• **УСЛОВИЕ ЗАДАЧИ 1**: Назовите всех людей, упомянутых по имени в отрывке о пьесе «Два знатных родича».
• **УСЛОВИЕ ЗАДАЧИ 2**: Согласно отрывку ниже, в каком году вышло первое издание пьесы «Два знатных родича»?

• **ПРИВЕДЕННЫЙ ОТРЫВОК**:
+++
Похоже, не остается сомнений в том, что «Два знатных родича» были следующей совместной работой Уильяма Шекспира и Джона Флетчера. На титульном листе первого издания 1634 года, напечатанном в кварто, о пьесе сказано, что она была «представлена в «Блэкфрайерз» «Слугами Его Величества» под несмолкавшие овации и написана знаменитыми людьми своего времени: мистером Джоном Флетчером и мистером Уильямом Шекспиром, джентльменом». Следует отметить, что имя Флетчера упомянуто первым.
Шекспир и здесь определил основную структуру пьесы, написав весь первый акт и части трех последних; он мог и пройтись по законченному тексту, перефразируя и дополняя его по своему усмотрению. Это переработка «Рассказа рыцаря» из «Кентерберийских рассказов» Джеффри Чосера; что характерно, Шекспир занимает более традиционную позицию по отношению к источнику, а Флетчер — более натуралистическую. Поскольку пьеса не была включена в Первое фолио Шекспира, можно заключить, что ее сочли работой двух авторов. «Генрих VIII» избежал подобной участи, будучи завершающей работой в длинной серии исторических пьес, авторство которых приписали уже Шекспиру.
+++
• **ПРЕДОСТАВЛЕННЫЕ МАТЕРИАЛЫ**:
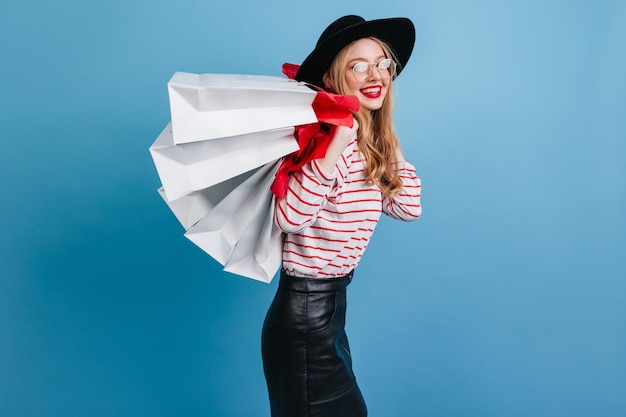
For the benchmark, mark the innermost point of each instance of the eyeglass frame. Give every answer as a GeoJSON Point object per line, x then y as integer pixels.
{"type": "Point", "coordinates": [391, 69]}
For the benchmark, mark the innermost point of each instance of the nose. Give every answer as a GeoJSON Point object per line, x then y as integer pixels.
+++
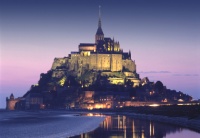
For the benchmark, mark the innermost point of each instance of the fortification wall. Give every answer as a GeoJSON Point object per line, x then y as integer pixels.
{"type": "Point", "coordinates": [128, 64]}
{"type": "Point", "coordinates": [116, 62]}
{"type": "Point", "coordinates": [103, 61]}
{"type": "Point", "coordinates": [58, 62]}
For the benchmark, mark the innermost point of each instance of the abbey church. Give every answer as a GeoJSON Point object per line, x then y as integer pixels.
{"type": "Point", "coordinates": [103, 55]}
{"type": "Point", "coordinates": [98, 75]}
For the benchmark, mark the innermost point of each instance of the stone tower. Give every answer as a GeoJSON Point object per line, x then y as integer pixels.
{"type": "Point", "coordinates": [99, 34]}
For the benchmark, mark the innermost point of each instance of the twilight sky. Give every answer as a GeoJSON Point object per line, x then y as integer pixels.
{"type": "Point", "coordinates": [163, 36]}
+++
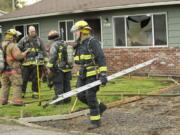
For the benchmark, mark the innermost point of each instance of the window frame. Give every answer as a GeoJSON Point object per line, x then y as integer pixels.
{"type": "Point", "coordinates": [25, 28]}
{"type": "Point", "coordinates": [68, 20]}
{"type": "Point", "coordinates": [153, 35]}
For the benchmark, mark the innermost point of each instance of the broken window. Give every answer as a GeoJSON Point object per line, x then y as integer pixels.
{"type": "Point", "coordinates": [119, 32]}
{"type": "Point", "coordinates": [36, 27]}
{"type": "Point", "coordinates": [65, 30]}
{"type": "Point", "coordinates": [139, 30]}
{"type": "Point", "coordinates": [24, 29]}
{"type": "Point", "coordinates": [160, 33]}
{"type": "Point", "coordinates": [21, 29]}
+++
• **ОТВЕТ К ЗАДАНИЮ 1**: Уильям Шекспир, Джон Флетчер, Джеффри Чосер.

• **ОТВЕТ К ЗАДАНИЮ 2**: В 1634 году.